▶ [STATED GOAL 1] Show every line of the entries below that contains the word "shrub".

▶ [EXTRACTED TEXT]
Re: arm64: Getting continuous PCIe "CmpltTO" AER from network card in kdump kernel

From: Prabhakar Kushwaha <prabhakar.pkin@gmail.com>
To: Marc Zyngier <maz@kernel.org>
Cc: Ganapatrao Prabhakerrao Kulkarni <gkulkarni@marvell.com>,
	Will Deacon <will@kernel.org>,
	will.deacon@arm.com, Bhupesh Sharma <bhsharma@redhat.com>,
	kexec mailing list <kexec@lists.infradead.org>,
	Bjorn Helgaas <helgaas@kernel.org>,
	Robin Murphy <robin.murphy@arm.com>,
	linux-arm-kernel <linux-arm-kernel@lists.infradead.org>
Subject: Re: arm64: Getting continuous PCIe "CmpltTO" AER from network card in kdump kernel
Date: Thu, 26 Mar 2020 22:25:38 +0530	[thread overview]
Message-ID: <CAJ2QiJJ8nB=2df2++1KahTD8Cqe7f5JY1tp=tZ07QomvgFwjnA@mail.gmail.com> (raw)
In-Reply-To: <81616336e3b8c5f083b26125bf47575c@kernel.org>

On Thu, Mar 26, 2020 at 9:43 PM Marc Zyngier <maz@kernel.org> wrote:
>
> On 2020-03-26 15:35, Prabhakar Kushwaha wrote:
> > On Thu, Mar 26, 2020 at 7:49 PM Robin Murphy <robin.murphy@arm.com>
> > wrote:
> >>
> >> On 2020-03-26 1:36 pm, Prabhakar Kushwaha wrote:
> >> > On Mon, Mar 23, 2020 at 10:28 PM Robin Murphy <robin.murphy@arm.com> wrote:
> >> >>
> >> >> On 2020-03-23 3:21 pm, Prabhakar Kushwaha wrote:
> >> >>> Hi All,
> >> >>>
> >> >>> I am facing issue on Marvell's ARM64 Thunder X2 with kdump kernel.
> >> >>> Here network card is continuously giving following AER error
> >> >>> [  100.839168] igb 0000:09:00.1: AER: aer_status: 0x00004000,
> >> >>> aer_mask: 0x00000000
> >> >>> [  100.846463] igb 0000:09:00.1: AER:    [14] CmpltTO                (First)
> >> >>> [  100.861491] igb 0000:09:00.1: AER: aer_layer=Transaction Layer,
> >> >>> aer_agent=Requester ID
> >> >>> [  100.869400] igb 0000:09:00.1: AER: aer_uncor_severity: 0x00062011
> >> >>>
> >> >>> This error is not 100% reproducible. It happens 1 out of 4 try.
> >> >>>
> >> >>> This error goes away in following two scenarios
> >> >>> A) Set iommu in bypass mode via bootargs iommu.passthrough=1
> >> >>> B) Wait for ~100ms in arm_smmu_device_reset of  drivers/iommu/arm-smmu-v3.c
> >> >>>           if (reg & CR0_SMMUEN) {
> >> >>>                   dev_warn(smmu->dev, "SMMU currently enabled! Resetting...\n");
> >> >>>                   WARN_ON(is_kdump_kernel() && !disable_bypass);
> >> >>>                   mdelay(100);  <-- Added delay
> >> >>>                   arm_smmu_update_gbpa(smmu, GBPA_ABORT, 0);
> >> >>>           }
> >> >>>
> >> >>>   From A), it is clear that it is related to IOMMU
> >> >>>   From B), looks like during boot of kdump kernel, network card is still
> >> >>> active and it has sent some request over PCIe.

▶ [STATED GOAL 2] List every email address given on the Cc lines of the kdump email above.

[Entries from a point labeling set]
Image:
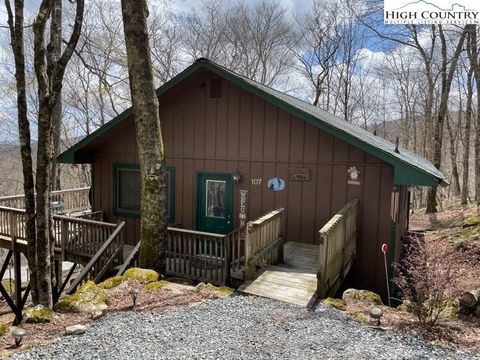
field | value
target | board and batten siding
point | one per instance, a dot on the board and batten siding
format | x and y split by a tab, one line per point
240	132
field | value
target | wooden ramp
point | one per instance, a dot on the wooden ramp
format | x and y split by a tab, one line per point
294	281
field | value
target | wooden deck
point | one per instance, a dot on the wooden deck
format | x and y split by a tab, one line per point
294	281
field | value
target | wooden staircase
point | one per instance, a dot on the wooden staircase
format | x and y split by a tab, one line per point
294	281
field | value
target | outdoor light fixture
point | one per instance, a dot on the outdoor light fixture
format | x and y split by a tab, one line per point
18	334
236	177
134	294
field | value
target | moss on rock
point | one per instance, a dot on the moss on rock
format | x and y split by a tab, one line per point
405	306
87	298
4	327
112	282
9	285
181	281
156	285
350	295
217	291
143	275
336	303
359	316
39	314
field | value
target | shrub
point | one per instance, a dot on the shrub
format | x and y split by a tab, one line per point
427	278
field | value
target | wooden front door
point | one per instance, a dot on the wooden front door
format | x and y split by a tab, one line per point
215	202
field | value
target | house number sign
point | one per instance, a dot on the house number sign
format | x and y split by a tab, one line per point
242	215
353	176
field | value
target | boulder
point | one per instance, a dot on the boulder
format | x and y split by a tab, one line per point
145	276
75	329
112	282
351	295
38	314
87	298
156	285
217	291
336	303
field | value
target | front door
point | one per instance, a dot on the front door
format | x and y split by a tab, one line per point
215	197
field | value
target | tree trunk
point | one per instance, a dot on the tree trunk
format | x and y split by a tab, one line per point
467	135
447	76
453	159
56	41
470	298
153	228
16	35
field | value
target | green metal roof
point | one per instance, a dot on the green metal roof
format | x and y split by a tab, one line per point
410	169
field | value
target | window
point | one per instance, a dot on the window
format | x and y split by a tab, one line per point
216	88
126	191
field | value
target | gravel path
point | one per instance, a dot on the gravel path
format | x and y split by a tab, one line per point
237	328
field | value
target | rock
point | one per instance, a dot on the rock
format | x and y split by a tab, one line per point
4	329
376	313
112	282
405	306
217	292
179	280
75	329
97	314
87	298
9	285
145	276
38	314
336	303
156	285
351	295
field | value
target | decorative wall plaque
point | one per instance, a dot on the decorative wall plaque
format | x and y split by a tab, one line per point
353	176
242	215
276	184
299	174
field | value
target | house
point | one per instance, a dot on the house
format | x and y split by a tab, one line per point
236	149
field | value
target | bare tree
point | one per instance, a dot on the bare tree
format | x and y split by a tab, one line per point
153	231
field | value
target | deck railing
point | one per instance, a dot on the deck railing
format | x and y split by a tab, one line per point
74	238
263	242
338	240
63	201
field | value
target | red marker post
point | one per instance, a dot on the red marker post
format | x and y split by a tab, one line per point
384	250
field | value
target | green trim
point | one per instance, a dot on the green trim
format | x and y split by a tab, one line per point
405	173
210	224
136	214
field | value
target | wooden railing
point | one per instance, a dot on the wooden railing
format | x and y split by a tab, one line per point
198	255
338	240
80	237
264	241
12	223
74	238
110	252
63	201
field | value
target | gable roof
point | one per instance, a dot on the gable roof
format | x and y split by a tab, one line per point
409	168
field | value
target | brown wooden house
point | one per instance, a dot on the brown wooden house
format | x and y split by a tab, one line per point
236	149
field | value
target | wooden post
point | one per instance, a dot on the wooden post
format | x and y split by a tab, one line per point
322	266
227	249
63	237
248	252
17	268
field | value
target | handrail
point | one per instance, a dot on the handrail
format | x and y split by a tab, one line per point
55	192
95	258
264	241
337	249
129	259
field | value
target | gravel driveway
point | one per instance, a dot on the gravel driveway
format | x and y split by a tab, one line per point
237	328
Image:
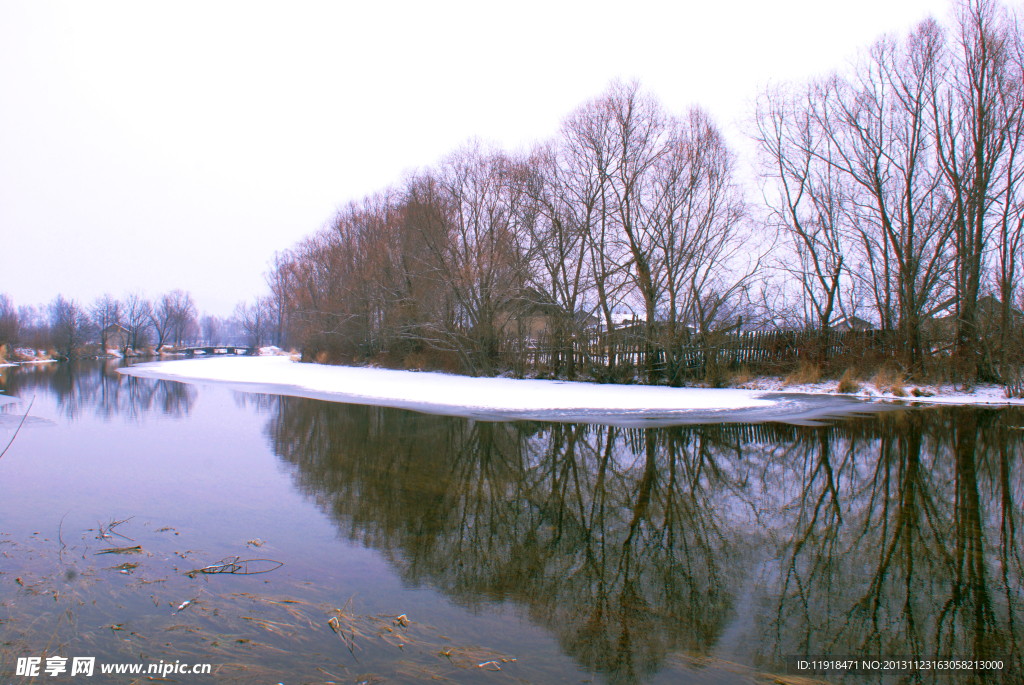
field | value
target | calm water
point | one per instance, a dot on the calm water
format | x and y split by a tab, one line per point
550	553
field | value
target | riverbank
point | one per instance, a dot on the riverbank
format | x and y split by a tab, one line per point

▶ [TASK OUTPUT 1]
target | shrub
point | one per instance, a dot on the shrub

▶ [TASK OUTPUT 2]
gkulkarni@marvell.com
will@kernel.org
will.deacon@arm.com
bhsharma@redhat.com
kexec@lists.infradead.org
helgaas@kernel.org
robin.murphy@arm.com
linux-arm-kernel@lists.infradead.org